--- Source passage Enclosed Below ---

Although this is technically my Dad’s prostate cancer story, he passed away 6 years ago from pneumonia, so he is no longer here to share in his own words.

Cancer doesn’t just affect the person who has the illness.  The family and friends of the person with cancer are also deeply affected when their loved one is diagnosed with cancer.

Now, my Dad wasn’t the most healthy person.  He had Diabetes and heart problems.  He was overweight and didn’t exercise.  And he had a high-stress job as a bankruptcy attorney.  Each one of those individually is a lot to handle.  Add them all together and that can be a lot to handle.

But, even with everything going on, he was productive, happy, and always had a positive outlook on life.

Lee & Jim October 2007

The Phone Call

It was 2002, and I was working inside a bank branch in Huntington Beach.  It was a normal, uneventful day in the branch like any other when one of my co-workers told me that my Dad was on the line.  Ok, cool.

I picked up the phone and that’s when my Dad told me that he was diagnosed with prostate cancer.  The news was so shocking, I couldn’t really form a response.  Tears immediately started flowing and I cried like never before.  I thought this meant my Dad, the most important person in my life, was going to die.

But… 

Cancer is not a Death SentenceClick To Tweet

I was so emotional and teary-eyed that I couldn’t drive.  One of my co-workers drove me to the hospital so I could be with my Dad and Mom.  For all of the bad news, my Dad was in pretty good spirits.  He was always so strong.

Time For Research

16 years ago, the internet was nothing like it is today.  But it was still useful.  We found so many sites (like the Prostate Cancer Foundation) that helped explain what Prostate Cancer is, what the treatment options are, and, most importantly, the chances for survival.

--- End of Enclosed Source passage ---
--- Given information Enclosed Below ---

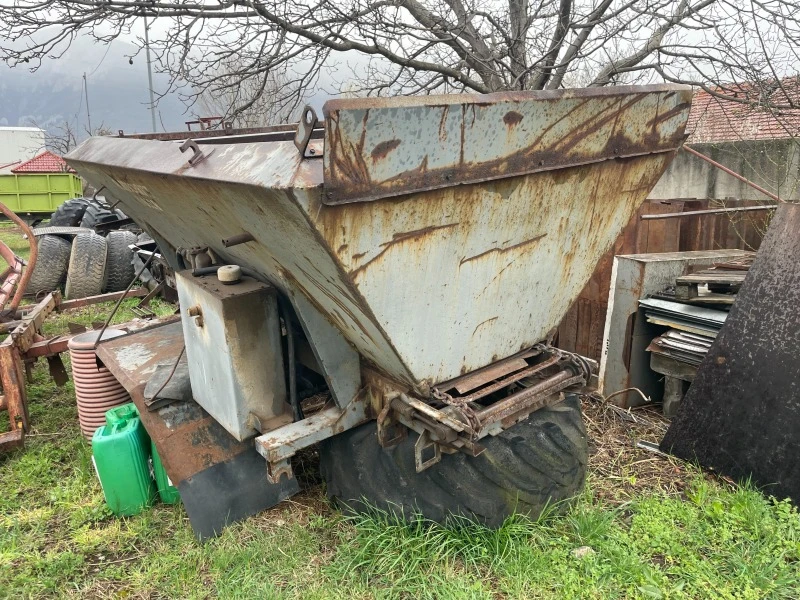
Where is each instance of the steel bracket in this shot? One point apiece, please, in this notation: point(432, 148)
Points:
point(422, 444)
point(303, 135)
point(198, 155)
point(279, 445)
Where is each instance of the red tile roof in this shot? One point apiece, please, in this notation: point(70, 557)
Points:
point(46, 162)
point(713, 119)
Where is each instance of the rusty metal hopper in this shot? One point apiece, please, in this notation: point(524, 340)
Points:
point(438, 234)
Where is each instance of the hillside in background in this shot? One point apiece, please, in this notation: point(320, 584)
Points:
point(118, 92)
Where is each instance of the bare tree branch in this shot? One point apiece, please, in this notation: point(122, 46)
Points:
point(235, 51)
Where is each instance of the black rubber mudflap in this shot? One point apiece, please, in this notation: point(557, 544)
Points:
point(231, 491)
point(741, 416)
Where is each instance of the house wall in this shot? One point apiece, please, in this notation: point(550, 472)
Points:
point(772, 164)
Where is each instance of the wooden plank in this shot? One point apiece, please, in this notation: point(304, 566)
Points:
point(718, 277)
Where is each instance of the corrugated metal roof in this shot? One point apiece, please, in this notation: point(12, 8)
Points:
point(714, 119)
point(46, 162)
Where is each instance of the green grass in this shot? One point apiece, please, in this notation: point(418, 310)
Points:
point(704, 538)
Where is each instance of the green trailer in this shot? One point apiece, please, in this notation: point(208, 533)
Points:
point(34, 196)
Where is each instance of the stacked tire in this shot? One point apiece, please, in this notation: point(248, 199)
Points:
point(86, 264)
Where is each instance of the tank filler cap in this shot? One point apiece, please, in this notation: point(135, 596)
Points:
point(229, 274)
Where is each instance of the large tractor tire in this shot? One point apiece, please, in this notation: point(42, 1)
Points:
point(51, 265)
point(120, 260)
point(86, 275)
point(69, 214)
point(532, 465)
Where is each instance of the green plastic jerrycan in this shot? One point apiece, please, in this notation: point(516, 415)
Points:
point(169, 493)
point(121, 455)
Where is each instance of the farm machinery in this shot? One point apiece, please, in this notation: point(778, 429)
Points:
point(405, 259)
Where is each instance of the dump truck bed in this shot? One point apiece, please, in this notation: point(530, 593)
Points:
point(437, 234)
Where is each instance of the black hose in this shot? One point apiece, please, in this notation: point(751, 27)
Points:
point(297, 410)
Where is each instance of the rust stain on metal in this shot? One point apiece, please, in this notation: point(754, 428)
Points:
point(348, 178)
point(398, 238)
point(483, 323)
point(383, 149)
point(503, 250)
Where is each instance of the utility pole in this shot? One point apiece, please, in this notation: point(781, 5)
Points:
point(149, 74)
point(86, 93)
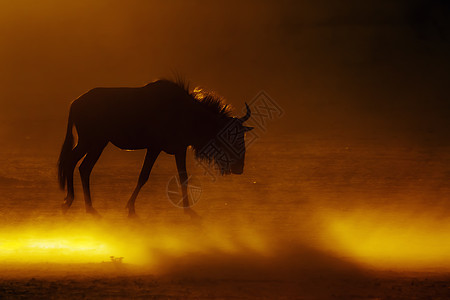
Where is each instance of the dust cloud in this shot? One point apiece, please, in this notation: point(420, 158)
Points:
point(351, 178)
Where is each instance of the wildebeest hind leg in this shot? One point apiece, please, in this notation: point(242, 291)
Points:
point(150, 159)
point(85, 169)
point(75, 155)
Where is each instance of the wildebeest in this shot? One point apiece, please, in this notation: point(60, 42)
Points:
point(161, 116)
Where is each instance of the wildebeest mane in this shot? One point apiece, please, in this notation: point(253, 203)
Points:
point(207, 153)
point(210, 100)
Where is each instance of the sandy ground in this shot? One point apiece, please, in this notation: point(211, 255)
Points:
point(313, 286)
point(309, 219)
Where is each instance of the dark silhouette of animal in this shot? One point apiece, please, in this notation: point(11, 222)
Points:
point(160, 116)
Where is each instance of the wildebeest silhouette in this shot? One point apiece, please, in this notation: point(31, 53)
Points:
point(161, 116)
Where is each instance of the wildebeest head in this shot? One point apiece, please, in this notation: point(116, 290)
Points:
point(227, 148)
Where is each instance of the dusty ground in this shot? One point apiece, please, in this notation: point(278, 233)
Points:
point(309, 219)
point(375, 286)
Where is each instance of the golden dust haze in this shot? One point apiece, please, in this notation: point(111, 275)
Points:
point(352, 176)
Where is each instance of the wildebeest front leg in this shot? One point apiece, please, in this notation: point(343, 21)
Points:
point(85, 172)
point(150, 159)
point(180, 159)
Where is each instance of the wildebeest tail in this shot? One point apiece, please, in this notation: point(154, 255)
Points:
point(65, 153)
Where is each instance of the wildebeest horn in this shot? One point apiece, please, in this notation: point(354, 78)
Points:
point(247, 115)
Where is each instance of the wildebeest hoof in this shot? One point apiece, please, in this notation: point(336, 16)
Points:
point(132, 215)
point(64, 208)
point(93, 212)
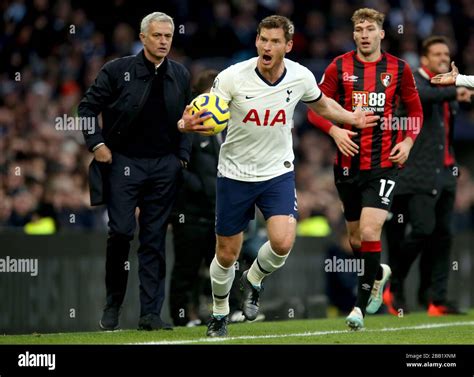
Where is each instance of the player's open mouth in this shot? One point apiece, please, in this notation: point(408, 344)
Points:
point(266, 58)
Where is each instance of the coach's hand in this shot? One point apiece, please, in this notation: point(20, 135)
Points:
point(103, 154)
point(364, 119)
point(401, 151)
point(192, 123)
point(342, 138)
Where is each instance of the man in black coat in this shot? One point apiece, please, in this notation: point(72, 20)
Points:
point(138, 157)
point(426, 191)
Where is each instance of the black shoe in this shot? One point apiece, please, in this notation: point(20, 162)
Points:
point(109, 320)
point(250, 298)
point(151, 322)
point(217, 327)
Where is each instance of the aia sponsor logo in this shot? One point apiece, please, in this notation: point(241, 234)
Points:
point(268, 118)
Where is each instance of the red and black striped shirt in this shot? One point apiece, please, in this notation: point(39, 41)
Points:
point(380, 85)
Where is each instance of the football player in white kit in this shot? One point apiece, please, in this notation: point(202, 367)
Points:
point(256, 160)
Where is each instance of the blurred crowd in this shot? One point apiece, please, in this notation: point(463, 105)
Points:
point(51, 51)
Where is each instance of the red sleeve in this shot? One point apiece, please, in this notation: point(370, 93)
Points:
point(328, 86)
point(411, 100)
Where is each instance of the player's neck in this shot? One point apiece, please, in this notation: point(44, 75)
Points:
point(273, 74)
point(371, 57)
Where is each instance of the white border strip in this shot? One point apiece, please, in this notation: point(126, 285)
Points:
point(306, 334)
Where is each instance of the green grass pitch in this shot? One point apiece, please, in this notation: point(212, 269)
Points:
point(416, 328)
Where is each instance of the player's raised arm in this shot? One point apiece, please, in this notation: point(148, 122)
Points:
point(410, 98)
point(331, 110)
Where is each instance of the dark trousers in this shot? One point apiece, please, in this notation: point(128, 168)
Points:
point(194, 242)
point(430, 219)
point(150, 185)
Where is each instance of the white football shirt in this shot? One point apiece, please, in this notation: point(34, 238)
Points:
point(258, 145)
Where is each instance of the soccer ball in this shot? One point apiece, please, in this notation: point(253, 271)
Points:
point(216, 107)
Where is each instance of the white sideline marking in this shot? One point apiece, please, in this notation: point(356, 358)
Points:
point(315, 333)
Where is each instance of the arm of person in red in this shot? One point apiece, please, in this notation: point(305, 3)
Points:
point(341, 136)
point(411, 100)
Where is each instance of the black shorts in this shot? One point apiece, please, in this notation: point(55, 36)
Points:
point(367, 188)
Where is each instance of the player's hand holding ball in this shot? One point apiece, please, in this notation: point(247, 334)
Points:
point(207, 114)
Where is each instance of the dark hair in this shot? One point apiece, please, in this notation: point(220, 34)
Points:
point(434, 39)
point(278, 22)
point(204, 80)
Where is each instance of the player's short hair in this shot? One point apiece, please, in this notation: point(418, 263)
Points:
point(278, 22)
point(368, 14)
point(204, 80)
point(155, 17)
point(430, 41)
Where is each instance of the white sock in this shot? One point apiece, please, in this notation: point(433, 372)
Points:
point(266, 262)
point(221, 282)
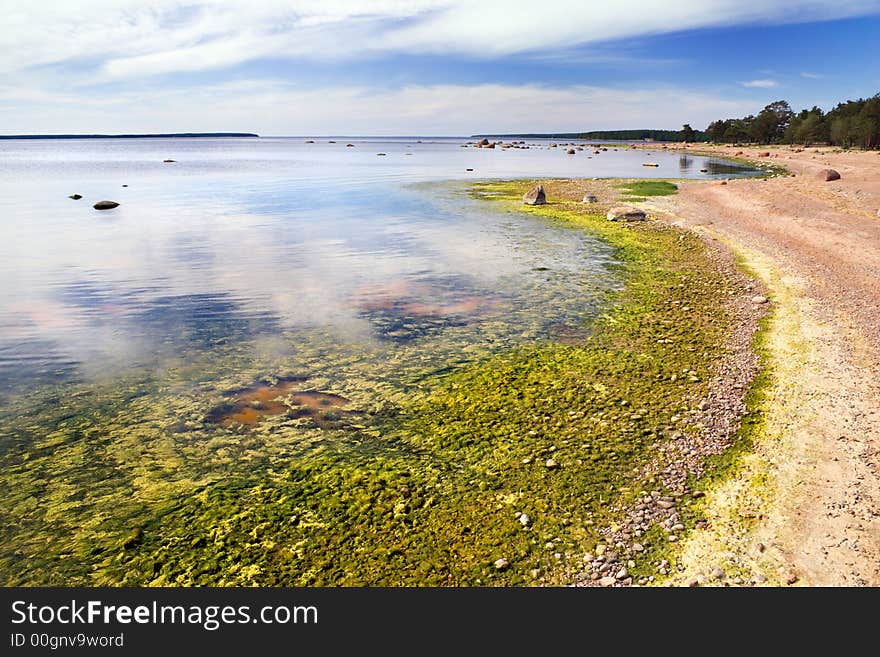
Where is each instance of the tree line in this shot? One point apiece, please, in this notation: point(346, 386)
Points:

--- End of Enclosed Given information ---

• **Check your understanding**:
- a) Reproduce the prostate cancer story verbatim from "Although this is" to "diagnosed with cancer.".
- b) In the prostate cancer story, where was the writer working when the phone call about the diagnosis came?
The lines have no connection to the text above them.

• **Solutions for each task**:
- a)
Although this is technically my Dad’s prostate cancer story, he passed away 6 years ago from pneumonia, so he is no longer here to share in his own words.

Cancer doesn’t just affect the person who has the illness.  The family and friends of the person with cancer are also deeply affected when their loved one is diagnosed with cancer.

- b) Inside a bank branch in Huntington Beach.